Las biopics, como se conocen aquellas películas basadas en tal o cual persona relevante, suelen tener un obstáculo narrativo. Las vidas de estas figuras, por más apasionantes que sean, no encajan perfectamente en una estructura de tres arcos, o algún otro formato adecuado para las grandes audiencias. Por eso en la dramatización se seleccionan, se desechan, se revuelven y se reparten de nuevo las anécdotas de quien mereció tanta atención. Solemos ir al cine a sabiendas de que eso ocurrirá.
Hay otro obstáculo en esta clase de ficciones y es la elección del actor o la actriz. Hay intérpretes que se esconden debajo de pelucas y prótesis para acercarse físicamente al sujeto representado, mientras que otros confían en la postura, los gestos y la voz. La idea es que los espectadores podamos olvidarnos de la persona que actúa, pero ¿qué pasa si la actriz es más famosa que la figura?

## [MATERIAL PROPORCIONADO]
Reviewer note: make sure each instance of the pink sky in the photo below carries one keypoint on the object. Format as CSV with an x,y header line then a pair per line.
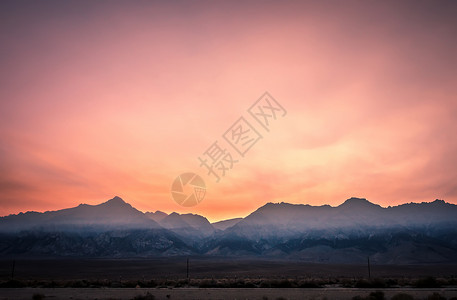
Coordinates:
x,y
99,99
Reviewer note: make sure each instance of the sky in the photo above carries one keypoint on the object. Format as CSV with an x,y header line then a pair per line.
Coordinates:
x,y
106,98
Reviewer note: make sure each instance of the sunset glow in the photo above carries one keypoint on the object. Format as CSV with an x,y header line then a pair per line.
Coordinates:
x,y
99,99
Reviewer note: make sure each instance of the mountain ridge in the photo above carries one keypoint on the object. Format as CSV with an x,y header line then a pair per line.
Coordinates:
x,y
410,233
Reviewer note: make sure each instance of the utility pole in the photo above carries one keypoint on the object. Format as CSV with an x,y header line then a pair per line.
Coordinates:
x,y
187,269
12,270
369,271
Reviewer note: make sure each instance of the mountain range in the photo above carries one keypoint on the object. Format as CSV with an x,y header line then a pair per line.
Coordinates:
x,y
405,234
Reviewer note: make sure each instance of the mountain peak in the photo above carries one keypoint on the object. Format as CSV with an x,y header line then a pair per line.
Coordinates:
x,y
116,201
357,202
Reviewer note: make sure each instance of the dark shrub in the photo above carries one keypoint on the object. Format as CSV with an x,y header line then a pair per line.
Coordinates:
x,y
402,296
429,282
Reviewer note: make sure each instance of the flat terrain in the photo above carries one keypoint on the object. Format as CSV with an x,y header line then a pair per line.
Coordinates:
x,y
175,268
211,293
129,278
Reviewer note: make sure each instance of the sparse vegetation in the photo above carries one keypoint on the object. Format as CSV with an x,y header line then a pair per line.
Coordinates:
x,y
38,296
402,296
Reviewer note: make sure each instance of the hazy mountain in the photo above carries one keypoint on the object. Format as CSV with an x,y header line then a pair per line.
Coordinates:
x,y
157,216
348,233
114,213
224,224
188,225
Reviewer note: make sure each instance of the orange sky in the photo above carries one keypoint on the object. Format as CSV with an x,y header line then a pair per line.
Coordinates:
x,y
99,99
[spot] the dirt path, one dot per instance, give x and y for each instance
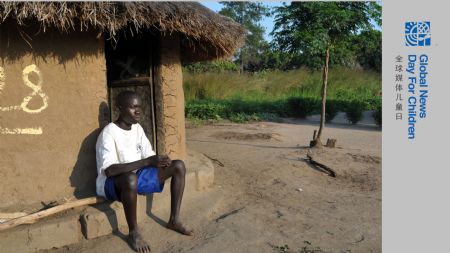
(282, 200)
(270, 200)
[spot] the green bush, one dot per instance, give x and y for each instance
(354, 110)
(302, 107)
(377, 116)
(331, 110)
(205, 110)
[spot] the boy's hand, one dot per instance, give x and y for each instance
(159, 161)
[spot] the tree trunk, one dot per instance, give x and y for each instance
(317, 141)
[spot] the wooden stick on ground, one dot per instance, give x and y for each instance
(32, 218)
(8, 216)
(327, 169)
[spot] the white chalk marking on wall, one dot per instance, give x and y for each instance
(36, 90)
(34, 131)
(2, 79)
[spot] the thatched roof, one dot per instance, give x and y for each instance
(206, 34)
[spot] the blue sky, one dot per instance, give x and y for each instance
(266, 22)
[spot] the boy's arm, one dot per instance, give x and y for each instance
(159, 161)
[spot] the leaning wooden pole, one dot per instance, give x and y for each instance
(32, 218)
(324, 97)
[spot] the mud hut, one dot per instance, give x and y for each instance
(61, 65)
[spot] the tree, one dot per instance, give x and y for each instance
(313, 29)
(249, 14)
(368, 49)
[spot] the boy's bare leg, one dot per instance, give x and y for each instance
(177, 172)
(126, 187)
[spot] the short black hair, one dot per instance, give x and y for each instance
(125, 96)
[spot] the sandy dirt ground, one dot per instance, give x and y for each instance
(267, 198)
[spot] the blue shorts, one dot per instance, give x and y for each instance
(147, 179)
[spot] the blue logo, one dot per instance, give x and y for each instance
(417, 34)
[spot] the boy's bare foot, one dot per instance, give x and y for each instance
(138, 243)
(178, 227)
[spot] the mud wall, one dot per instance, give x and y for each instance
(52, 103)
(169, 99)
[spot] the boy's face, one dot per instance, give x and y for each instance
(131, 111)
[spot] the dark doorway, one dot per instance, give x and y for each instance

## [TAREA ASIGNADA A]
En el texto sobre las biopics, ¿en qué confían los intérpretes que no se esconden debajo de pelucas y prótesis?
## [TAREA ASIGNADA B]
Escribe la continuación del texto sobre las biopics a partir de donde se detiene.
Los ítems no cumplen ninguna función aquí.

## [RESPUESTA ESPERADA A]
En la postura, los gestos y la voz.

## [RESPUESTA ESPERADA B]
Apaguen esas antorchas. No estoy diciendo que María Callas sea una figura menor. Pero sería muy tonto pensar que en este 2025 el gran público conozca más a una cantante de ópera fallecida en 1977 que a una de las actrices más taquilleras del siglo XXI. Angelina Jolie fue elegida por el chileno Pablo Larraín para protagonizar María Callas (en inglés simplemente Maria) y justo cuando estaba empezando la película me pregunté si sería posible concentrarme en la Callas y dejar de lado a la Jolie.
El director apuesta fuerte y en los primeros segundos de la película vemos a Callas/Jolie cantando el "Ave María". Un trabajo sutil de maquillaje y peinado, sumado a la capacidad de una actriz reconocida por la crítica, hacen que inmediatamente compremos a la protagonista. Sin creer que estamos viendo un documental, pero sin la distracción de pensar que estamos frente a Lara Croft o a la señora Smith.
Con respecto al primer obstáculo narrativo, el del orden de las cosas, Larraín decide centrarse en un período corto y concreto en la vida de esta mujer icónica del siglo pasado, como había ocurrido con Jackie en 2016 y Spencer en 2021. Más allá de que la historia está regada de flashbacks, especialmente de su infancia y del comienzo de la relación con Aristóteles Onassis, el presente de la Callas serán siete días de setiembre de 1977 en París, justo antes de su muerte a los 53 años.
Por entonces María Callas estaba en decadencia después de que su carrera se viera interrumpida por problemas de salud, aunque para muchas personas algunos de esos problemas no fueran más que brotes de divismo. Esos desplantes al público sumados a una actitud soberbia fueron marcando una distancia entre ella y el mundo.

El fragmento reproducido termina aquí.